EXERCISE DETAILS. Copy everything from the start of the records down to the line that contains "[0,68,124,264]", substituting "smiling" for "laughing" and leaving every other character as it is. Leave out the pictures.

EXERCISE INPUTS.
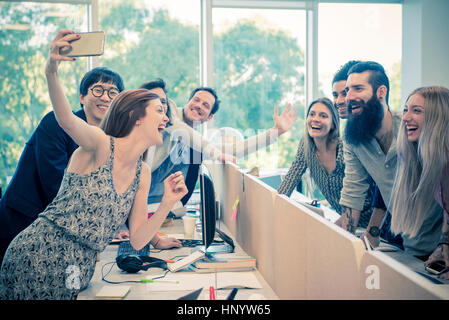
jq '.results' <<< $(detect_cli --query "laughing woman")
[0,30,187,300]
[391,86,449,280]
[278,98,372,227]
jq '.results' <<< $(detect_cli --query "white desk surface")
[78,219,279,300]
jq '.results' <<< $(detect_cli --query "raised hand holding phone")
[45,29,80,73]
[162,171,188,208]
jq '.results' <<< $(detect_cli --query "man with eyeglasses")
[0,68,124,264]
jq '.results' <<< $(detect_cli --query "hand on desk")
[155,238,182,249]
[361,231,380,248]
[116,230,129,240]
[424,244,449,280]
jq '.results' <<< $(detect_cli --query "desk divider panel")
[203,164,449,299]
[360,251,449,300]
[237,174,277,287]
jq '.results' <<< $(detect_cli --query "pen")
[140,279,179,283]
[209,286,215,300]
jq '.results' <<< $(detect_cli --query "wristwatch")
[368,226,380,238]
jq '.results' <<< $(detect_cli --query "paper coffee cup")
[182,216,196,239]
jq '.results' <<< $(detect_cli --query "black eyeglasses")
[90,85,120,99]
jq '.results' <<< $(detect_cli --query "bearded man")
[336,61,443,259]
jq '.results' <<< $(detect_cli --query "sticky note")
[232,197,240,211]
[231,209,238,221]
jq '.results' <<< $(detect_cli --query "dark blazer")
[181,148,203,206]
[0,109,86,240]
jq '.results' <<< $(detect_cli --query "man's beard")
[345,95,384,146]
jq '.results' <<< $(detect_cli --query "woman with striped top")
[278,98,372,227]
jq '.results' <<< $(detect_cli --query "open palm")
[273,104,298,135]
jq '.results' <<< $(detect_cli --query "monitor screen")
[200,165,235,253]
[200,166,216,251]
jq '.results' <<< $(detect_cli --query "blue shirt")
[147,135,190,204]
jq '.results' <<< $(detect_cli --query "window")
[99,0,200,107]
[0,1,87,186]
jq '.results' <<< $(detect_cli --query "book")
[188,265,256,273]
[167,250,205,272]
[193,254,256,269]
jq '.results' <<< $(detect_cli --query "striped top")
[278,139,374,225]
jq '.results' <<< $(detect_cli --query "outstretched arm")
[45,29,106,150]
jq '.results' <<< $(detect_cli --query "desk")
[78,219,279,300]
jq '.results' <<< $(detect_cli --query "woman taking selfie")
[391,86,449,279]
[0,30,187,300]
[278,98,371,226]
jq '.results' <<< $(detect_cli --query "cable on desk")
[101,261,170,284]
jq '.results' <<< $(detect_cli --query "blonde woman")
[0,30,187,300]
[391,86,449,279]
[278,98,373,227]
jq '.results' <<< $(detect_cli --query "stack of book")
[191,253,256,273]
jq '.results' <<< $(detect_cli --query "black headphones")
[115,254,167,273]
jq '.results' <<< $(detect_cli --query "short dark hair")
[348,61,390,104]
[332,60,360,84]
[139,78,172,125]
[100,89,159,138]
[189,87,220,115]
[79,67,125,107]
[139,78,167,94]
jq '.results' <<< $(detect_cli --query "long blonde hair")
[391,86,449,237]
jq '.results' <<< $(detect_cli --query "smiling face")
[79,82,119,126]
[346,71,375,117]
[307,102,332,139]
[402,94,425,142]
[332,80,348,119]
[136,99,168,145]
[184,91,215,123]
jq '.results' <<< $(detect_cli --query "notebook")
[95,286,131,300]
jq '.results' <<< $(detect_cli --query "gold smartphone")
[60,31,105,57]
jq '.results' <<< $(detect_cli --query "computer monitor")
[199,165,235,253]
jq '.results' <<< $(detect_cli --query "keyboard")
[179,239,203,248]
[117,241,150,257]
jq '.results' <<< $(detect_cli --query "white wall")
[402,0,449,104]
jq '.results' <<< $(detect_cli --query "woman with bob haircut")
[278,98,372,227]
[391,86,449,279]
[0,30,187,300]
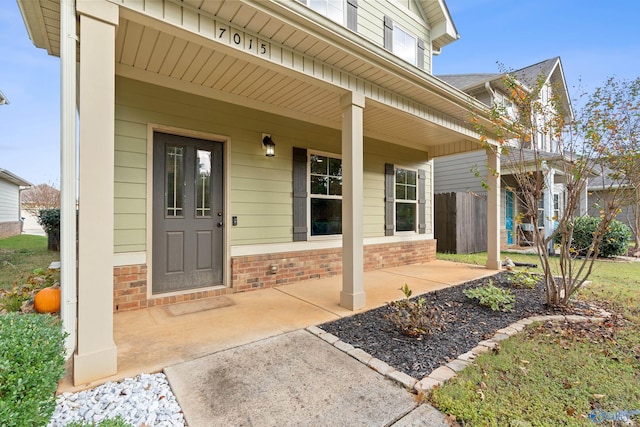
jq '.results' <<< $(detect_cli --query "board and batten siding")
[358,0,431,73]
[0,179,20,222]
[114,77,432,252]
[433,150,487,194]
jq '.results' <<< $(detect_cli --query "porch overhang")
[18,0,489,157]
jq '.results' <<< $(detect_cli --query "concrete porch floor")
[58,261,496,392]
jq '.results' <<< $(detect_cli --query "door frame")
[504,190,516,245]
[145,123,231,299]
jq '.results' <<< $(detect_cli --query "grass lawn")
[430,253,640,426]
[0,234,60,289]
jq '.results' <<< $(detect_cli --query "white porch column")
[578,179,589,216]
[340,92,365,310]
[73,0,119,385]
[487,149,502,270]
[60,0,78,358]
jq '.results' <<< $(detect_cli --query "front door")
[504,190,513,245]
[152,132,224,294]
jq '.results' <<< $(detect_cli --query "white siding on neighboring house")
[0,179,20,222]
[433,150,487,194]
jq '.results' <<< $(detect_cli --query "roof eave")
[0,169,33,187]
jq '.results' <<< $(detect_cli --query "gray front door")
[152,132,224,294]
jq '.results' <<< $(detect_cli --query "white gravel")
[48,373,186,427]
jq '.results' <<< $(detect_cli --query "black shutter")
[347,0,358,32]
[418,169,427,234]
[384,16,393,52]
[384,163,396,236]
[416,39,424,70]
[293,147,307,242]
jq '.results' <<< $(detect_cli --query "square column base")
[486,259,502,270]
[340,291,367,311]
[73,345,118,386]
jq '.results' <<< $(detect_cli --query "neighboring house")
[587,168,640,247]
[18,0,500,383]
[434,57,586,249]
[0,169,31,239]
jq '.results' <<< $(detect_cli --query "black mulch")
[320,272,594,379]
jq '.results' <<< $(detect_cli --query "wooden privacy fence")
[434,193,487,254]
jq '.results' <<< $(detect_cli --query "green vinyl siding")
[114,77,432,252]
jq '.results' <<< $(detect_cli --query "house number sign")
[216,22,271,58]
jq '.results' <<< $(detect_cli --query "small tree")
[472,73,638,305]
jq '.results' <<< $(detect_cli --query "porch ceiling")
[19,0,490,155]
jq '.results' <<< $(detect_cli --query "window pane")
[311,154,328,175]
[393,25,417,65]
[329,178,342,196]
[165,146,184,217]
[196,150,211,217]
[396,203,416,231]
[329,158,342,176]
[311,198,342,236]
[406,186,416,200]
[311,175,327,195]
[309,0,344,24]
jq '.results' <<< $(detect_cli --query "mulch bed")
[320,272,595,379]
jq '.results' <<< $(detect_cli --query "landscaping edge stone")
[306,310,611,393]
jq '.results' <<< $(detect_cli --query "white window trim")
[391,21,418,67]
[304,0,347,27]
[307,149,343,241]
[393,165,420,235]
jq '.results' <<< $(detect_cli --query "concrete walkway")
[165,330,448,427]
[59,261,495,427]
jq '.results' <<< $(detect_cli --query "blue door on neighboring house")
[504,191,513,245]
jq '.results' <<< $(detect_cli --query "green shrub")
[38,208,60,251]
[462,279,516,311]
[384,283,444,338]
[0,313,65,427]
[507,270,538,289]
[555,216,631,257]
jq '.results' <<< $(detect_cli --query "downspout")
[484,82,496,107]
[60,0,78,358]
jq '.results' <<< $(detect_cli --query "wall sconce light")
[262,133,276,157]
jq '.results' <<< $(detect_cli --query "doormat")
[165,297,233,316]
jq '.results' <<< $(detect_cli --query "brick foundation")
[113,240,436,312]
[231,240,436,292]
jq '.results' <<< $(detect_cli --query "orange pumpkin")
[33,288,60,313]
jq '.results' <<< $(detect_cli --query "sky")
[0,0,640,187]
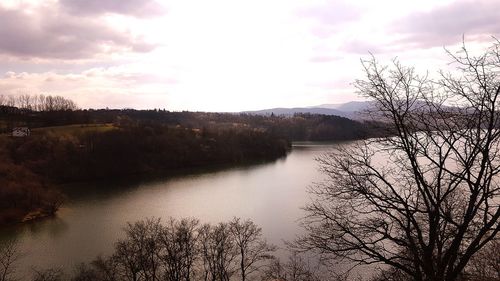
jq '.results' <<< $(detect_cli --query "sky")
[0,0,500,112]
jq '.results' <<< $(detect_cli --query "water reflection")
[0,143,340,274]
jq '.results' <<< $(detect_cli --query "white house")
[12,127,31,137]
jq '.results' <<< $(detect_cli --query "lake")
[0,143,334,274]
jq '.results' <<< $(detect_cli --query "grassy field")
[0,123,118,139]
[31,123,117,135]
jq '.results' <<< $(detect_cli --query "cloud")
[60,0,166,17]
[390,0,500,48]
[0,67,178,108]
[309,56,342,63]
[341,40,392,55]
[296,1,361,38]
[0,6,155,60]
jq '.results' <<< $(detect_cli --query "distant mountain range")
[243,101,371,119]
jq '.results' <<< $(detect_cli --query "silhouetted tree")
[300,42,500,281]
[199,223,238,281]
[160,219,198,281]
[113,219,162,281]
[0,240,21,281]
[229,218,276,281]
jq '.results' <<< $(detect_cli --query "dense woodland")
[0,218,500,281]
[0,95,380,224]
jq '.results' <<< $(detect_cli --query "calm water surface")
[0,143,340,274]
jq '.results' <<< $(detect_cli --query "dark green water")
[0,143,340,274]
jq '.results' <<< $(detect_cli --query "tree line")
[0,94,77,111]
[0,218,320,281]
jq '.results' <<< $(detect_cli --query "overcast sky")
[0,0,500,111]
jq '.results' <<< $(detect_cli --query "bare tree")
[229,218,276,281]
[32,268,64,281]
[466,240,500,281]
[113,219,162,281]
[300,42,500,281]
[262,252,320,281]
[160,219,198,281]
[199,223,238,281]
[0,240,21,281]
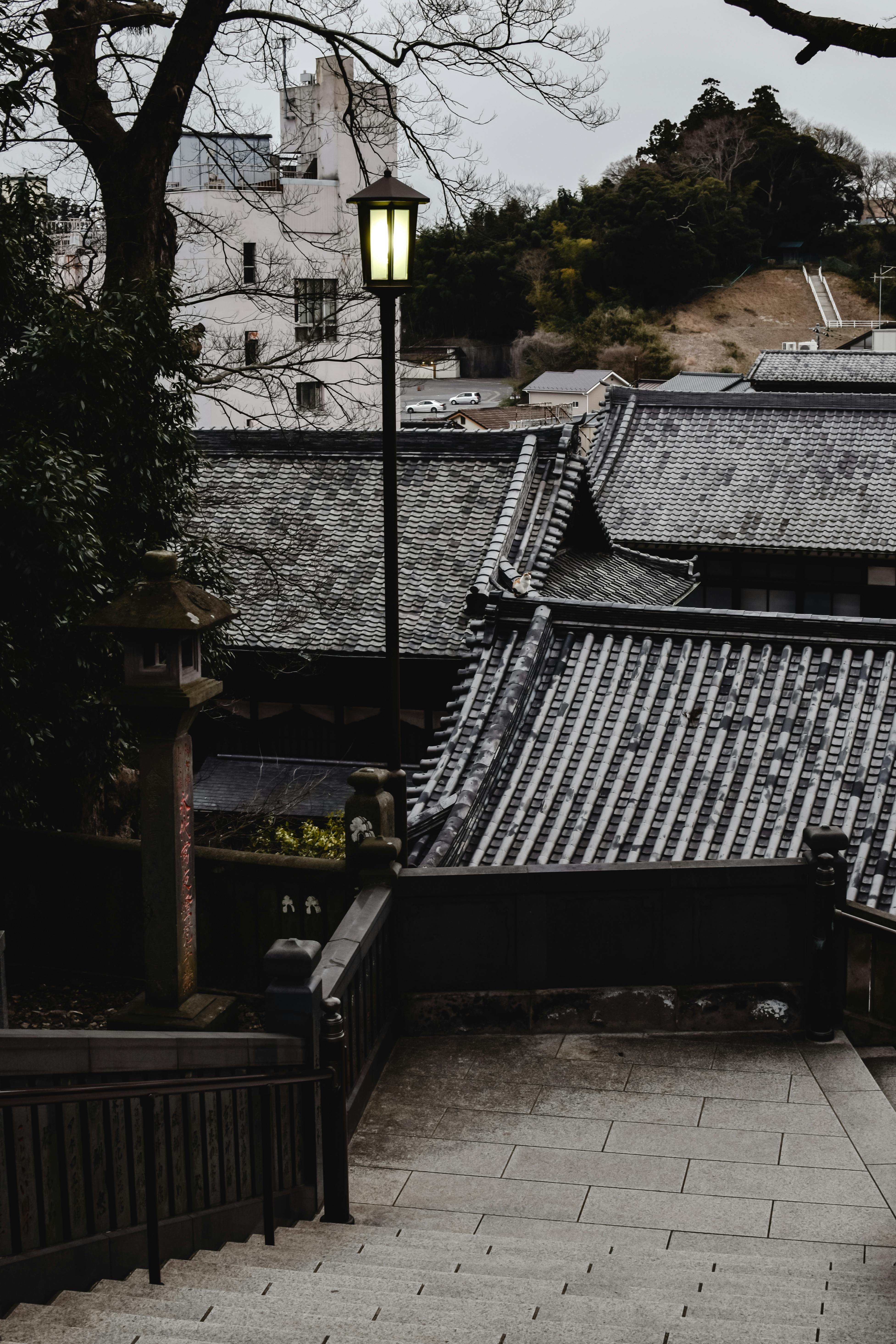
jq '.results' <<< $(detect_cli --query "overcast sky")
[7,0,896,195]
[271,0,896,207]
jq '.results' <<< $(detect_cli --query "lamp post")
[348,168,430,859]
[86,551,235,1031]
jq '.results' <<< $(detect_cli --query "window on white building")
[296,275,336,340]
[296,382,324,411]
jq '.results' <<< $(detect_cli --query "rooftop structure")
[410,601,896,908]
[747,350,896,394]
[658,372,750,392]
[446,406,570,433]
[588,387,896,562]
[200,423,697,658]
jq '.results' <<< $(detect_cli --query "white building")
[168,58,398,429]
[523,368,631,417]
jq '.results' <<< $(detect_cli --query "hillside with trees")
[403,79,896,376]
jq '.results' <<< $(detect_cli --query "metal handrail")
[0,999,355,1283]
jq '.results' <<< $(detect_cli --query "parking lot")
[402,378,513,421]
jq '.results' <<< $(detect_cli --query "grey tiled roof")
[524,368,613,392]
[410,602,896,908]
[747,350,896,392]
[660,374,743,392]
[197,426,572,657]
[193,755,356,817]
[588,389,896,558]
[541,546,699,606]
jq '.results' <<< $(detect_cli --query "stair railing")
[0,999,355,1283]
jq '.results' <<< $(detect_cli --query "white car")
[404,402,445,415]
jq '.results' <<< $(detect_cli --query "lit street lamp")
[348,168,430,844]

PROBLEM SOLUTION.
jq '.results' <<< $(detect_cli --query "smiling woman")
[0,30,187,300]
[391,86,449,280]
[278,98,372,227]
jq '.results' <<< $(detect_cli --query "white desk surface")
[78,219,279,300]
jq '.results' <<< $(detect_cli --query "raised hand holding phone")
[45,29,80,73]
[162,171,188,208]
jq '.results' <<< $(detect_cli --query "man with eyeglasses")
[0,68,124,264]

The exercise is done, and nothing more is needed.